[SHORT PROBLEM 1]:
According to the Gender Equality Award article, who accepted the award on behalf of the Norwegian University of Life Sciences?
[SHORT PROBLEM 2]:
Using the Gender Equality Award article, list every member of UMB's gender equality committee.

[TEXT EXTRACT]:
--- --- ---

Former male bastion wins Gender Equality Award
The Gender Equality Award was presented for the sixth consecutive year on 15 January, and the winner of the NOK 2 million prize is the Norwegian University of Life Sciences.
“This is a wonderful encouragement for us,” said Hans Fredrik Hoen, Rector of the Norwegian University of Life Sciences (UMB), when he accepted the award.
“The prize of NOK 2 million is fantastic. Now we will have the chance to implement several of the good measures in the action plan even more quickly. The measure to increase the percentage of female professors through a promotion project is at the top of our list,” said Hoen after the presentation.
In its recommendation of the winner, the Committee for Gender Equality in Research (the KIF Committee) states that UMB shows great willingness to tackle its gender equality challenges and that the measures are creative and harmonize well with those challenges. The committee continues:
UMB satisfies all of the criteria of the Gender Equality Award and clearly shows that a distinct change of attitude has occurred within the leadership and the organization in recent years.
“An important award”
“The Gender Equality Award obligates us to try even harder to achieve our goals. We are impatient, and the award will give a boost to our future efforts.”
UMB faces special challenges in its gender equality efforts due to its academic profile with many fields that have traditionally been male dominated. The work with the first action plan for gender equality first began in 2007, but enormous changes have taken place over the past four years.
Minister of Education and Research Kristin Halvorsen describes the winner:
“It is my pleasure to present the Gender Equality Award for 2012 to UMB. This year’s winner has worked systematically for gender equality, shown a noticeable change, set ambitious goals and based its gender equality efforts in the institutional leadership.”
Rector Hoen explains the efforts to bring about change at UMB.
“A few years ago, the gender equality efforts at UMB had a modest connection with the institution’s management level and financial activities, but in a relatively short time we have incorporated these efforts into the institution’s strategic focus and top-level administration. UMB has also prioritized funding for special gender equality measures,” he says.
Recipe for success
“What steps has UMB taken to improve the gender balance?”
“First of all, we have appointed a gender equality committee comprised of the vice-rector, two department chairs, a researcher in a temporary position and a student. The committee serves in an advisory capacity for UMB’s leadership. Secondly, the action plan has been followed up by management groups and the university board. The third element is that we have established a separate budget for gender equality funding. This has increased a little every year, and last year NOK 800,000 was allocated,” says Hoen.
“Today’s award is a multifaceted prize that aims to improve the quality of research. UMB has ambitious, but realistic goals for its gender equality work,” Halvorsen believes.
“Does UMB have any recommendations for other institutions in the research sector regarding how they can work with gender equality and gender balance?”

--- --- ---

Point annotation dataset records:
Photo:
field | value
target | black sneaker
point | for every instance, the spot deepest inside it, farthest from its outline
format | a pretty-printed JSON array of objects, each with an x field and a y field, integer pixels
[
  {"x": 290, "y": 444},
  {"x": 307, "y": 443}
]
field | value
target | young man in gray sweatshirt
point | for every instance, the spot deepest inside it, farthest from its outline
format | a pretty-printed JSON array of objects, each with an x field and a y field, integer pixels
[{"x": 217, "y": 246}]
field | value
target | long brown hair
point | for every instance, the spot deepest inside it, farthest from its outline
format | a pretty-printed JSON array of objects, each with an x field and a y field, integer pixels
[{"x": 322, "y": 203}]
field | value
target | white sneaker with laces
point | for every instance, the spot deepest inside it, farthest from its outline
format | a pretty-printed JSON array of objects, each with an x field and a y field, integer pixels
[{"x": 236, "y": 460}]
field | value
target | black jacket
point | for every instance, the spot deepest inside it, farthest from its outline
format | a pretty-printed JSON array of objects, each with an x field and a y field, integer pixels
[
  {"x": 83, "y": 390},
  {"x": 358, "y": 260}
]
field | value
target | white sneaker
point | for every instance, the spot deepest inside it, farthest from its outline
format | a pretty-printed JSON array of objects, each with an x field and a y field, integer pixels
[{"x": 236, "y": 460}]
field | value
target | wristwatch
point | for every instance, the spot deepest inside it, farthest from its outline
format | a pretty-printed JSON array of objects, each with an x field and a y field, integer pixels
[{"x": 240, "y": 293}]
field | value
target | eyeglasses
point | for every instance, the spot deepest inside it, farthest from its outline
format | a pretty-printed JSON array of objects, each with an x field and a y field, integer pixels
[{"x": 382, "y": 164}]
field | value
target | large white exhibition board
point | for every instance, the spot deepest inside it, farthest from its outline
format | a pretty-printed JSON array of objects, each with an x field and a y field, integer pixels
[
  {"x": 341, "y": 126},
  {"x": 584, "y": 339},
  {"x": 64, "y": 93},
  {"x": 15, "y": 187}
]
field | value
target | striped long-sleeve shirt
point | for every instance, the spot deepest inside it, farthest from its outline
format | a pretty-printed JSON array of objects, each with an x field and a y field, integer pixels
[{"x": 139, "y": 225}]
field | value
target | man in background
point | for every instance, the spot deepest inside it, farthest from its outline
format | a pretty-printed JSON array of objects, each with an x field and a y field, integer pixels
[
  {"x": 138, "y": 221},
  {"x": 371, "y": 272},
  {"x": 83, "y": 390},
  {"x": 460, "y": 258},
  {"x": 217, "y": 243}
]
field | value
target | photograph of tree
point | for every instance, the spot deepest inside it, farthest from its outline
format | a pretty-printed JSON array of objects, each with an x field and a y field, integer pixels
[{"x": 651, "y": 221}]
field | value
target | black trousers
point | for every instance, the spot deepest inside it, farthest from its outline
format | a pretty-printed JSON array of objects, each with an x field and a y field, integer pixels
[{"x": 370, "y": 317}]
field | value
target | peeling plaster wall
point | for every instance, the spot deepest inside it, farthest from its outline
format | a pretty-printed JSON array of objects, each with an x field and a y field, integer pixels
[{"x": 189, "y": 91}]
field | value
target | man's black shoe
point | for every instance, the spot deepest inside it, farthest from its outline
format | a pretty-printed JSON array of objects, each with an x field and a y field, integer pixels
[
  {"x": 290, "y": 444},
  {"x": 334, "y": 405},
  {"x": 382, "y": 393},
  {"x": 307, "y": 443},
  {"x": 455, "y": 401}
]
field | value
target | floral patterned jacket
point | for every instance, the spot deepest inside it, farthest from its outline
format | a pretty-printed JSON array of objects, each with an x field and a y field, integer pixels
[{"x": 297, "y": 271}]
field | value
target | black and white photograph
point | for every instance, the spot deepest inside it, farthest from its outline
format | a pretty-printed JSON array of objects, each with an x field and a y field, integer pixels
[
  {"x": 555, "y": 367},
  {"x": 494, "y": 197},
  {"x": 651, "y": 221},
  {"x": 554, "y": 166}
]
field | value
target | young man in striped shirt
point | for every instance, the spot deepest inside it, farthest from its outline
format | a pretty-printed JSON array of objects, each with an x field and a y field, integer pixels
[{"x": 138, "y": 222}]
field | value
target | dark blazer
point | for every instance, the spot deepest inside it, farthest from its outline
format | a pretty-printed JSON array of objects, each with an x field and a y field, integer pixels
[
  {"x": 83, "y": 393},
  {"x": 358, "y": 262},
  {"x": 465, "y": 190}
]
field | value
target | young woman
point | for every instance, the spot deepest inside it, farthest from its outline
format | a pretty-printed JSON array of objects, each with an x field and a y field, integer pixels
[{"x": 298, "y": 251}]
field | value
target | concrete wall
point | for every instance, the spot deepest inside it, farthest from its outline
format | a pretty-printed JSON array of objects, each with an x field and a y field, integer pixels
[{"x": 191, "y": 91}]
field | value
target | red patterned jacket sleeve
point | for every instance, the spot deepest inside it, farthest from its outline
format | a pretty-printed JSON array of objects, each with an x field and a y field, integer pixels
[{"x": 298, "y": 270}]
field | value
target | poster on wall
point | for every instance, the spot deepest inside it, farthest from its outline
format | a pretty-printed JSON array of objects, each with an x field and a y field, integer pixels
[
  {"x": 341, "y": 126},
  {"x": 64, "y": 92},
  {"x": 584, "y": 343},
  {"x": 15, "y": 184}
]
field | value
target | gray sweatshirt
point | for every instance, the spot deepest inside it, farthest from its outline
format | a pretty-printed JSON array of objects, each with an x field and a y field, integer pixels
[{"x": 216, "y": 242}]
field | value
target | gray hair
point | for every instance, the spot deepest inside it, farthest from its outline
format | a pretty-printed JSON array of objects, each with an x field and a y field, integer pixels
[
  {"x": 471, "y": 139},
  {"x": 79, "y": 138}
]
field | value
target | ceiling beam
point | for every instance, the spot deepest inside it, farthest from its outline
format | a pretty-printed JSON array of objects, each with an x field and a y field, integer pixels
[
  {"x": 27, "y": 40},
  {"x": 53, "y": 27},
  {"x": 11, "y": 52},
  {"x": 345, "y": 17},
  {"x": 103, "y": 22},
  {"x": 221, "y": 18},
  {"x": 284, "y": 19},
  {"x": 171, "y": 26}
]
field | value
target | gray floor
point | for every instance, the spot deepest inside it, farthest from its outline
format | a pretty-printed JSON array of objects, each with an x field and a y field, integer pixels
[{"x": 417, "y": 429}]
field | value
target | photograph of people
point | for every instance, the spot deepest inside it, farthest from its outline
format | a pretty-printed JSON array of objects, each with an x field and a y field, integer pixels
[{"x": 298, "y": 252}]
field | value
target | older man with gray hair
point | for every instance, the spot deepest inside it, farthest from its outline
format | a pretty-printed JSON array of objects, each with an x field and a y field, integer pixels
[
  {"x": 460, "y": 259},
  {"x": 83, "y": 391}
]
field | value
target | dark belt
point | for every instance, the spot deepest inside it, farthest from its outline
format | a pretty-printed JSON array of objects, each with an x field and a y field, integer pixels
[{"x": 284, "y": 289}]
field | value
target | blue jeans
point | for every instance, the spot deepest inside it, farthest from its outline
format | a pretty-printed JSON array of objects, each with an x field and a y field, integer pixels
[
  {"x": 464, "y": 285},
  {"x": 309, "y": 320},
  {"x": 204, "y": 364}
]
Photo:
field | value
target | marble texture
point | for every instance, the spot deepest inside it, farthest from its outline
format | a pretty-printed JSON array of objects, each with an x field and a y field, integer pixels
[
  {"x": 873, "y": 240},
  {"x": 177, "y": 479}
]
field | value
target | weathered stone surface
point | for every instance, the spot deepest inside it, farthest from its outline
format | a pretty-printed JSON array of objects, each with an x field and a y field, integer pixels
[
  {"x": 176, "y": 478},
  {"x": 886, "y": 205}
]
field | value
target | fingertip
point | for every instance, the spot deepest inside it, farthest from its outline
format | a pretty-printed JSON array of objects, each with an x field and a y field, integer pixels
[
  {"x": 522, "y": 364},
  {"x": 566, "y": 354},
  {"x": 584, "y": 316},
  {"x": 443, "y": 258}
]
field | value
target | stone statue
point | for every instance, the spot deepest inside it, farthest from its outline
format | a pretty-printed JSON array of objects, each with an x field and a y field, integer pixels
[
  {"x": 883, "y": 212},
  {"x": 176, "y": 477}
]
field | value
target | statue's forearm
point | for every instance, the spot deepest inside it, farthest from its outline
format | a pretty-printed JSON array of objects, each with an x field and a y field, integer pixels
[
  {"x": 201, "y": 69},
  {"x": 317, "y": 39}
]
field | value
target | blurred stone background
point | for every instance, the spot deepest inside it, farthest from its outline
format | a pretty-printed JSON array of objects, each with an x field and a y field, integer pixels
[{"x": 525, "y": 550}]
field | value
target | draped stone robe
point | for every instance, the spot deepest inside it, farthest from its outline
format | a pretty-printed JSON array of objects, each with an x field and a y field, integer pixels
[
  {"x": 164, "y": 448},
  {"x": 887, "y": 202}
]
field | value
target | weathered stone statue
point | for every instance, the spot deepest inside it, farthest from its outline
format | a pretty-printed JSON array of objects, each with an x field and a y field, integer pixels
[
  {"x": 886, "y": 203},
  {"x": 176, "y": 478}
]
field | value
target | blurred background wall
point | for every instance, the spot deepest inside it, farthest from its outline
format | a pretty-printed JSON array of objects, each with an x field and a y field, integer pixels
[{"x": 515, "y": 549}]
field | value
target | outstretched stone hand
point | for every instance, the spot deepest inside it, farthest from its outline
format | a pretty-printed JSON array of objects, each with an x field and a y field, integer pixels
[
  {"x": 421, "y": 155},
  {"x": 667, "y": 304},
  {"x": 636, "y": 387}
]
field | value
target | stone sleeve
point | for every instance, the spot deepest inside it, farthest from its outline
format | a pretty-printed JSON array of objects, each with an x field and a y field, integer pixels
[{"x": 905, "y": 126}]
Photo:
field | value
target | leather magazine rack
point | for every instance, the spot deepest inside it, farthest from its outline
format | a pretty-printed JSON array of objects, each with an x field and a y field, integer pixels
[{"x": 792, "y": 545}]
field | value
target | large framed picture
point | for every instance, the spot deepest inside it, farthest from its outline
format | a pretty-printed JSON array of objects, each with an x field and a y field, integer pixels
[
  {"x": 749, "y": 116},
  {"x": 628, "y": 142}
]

--- --- ---

[CORRECT ANSWER 1]:
Hans Fredrik Hoen, Rector of the Norwegian University of Life Sciences (UMB).

[CORRECT ANSWER 2]:
- The vice-rector
- Two department chairs
- A researcher in a temporary position
- A student